■ Activity:
Pull each line holding "frame" out of the entries below.
[Records supplied]
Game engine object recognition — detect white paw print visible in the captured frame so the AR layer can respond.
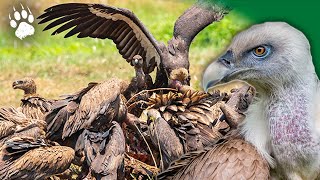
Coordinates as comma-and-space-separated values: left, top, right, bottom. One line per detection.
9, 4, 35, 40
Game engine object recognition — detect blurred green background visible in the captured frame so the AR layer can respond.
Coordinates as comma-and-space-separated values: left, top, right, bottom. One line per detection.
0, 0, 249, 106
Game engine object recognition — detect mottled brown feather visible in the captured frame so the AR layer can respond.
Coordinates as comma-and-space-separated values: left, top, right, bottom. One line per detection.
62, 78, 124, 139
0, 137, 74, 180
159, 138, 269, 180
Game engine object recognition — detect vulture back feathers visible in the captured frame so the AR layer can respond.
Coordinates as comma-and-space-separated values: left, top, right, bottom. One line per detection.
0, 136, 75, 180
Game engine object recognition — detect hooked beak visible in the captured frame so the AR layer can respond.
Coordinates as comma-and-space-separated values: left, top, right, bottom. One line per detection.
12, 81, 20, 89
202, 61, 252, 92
[/Records supplied]
[Records supplied]
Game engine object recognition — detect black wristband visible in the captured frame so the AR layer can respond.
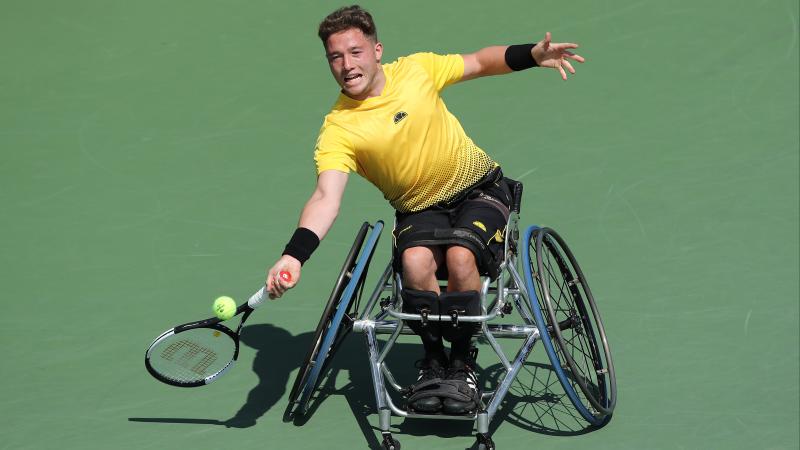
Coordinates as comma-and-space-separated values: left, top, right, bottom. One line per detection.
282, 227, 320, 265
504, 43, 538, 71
[/Records supplied]
[Records supplied]
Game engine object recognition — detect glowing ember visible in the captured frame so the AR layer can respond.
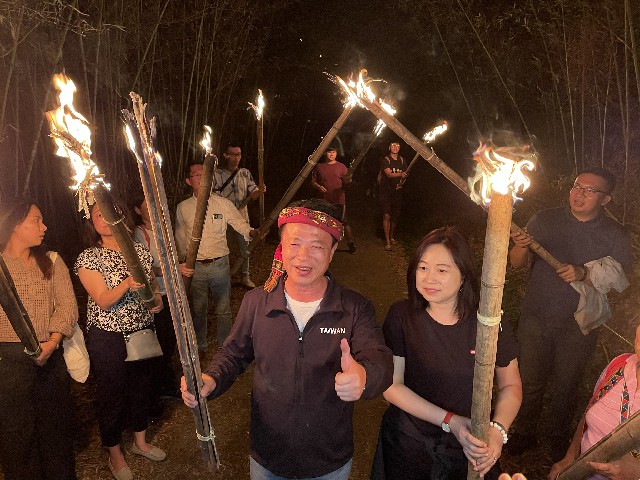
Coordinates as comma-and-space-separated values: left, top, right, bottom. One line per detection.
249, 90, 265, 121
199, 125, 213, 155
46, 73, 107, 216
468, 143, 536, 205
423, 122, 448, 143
[/Records supplied]
■ Expected answer:
Game engine object recognition — detect white paw print visible in the captured frame so the AR layer can respond.
Game engine object recognition — detect blurred green background visible in the captured frame so the AR layer can respond.
Game engine object recognition — detect mottled brown feather visible in the captured frame so the AR layer can respond.
Game engine object recognition — detect vulture back feathers visible in the captured frame so the AR layer can respond.
Game engine object recognition — detect hooked beak visible in the captured frame so the AR layer can respond.
Game engine object recognition — detect black wristband visible in the captured frame so the AR layer can respond.
Game engine object recognition — detect glowing ember visible in the captured frame so the AR layer can respond.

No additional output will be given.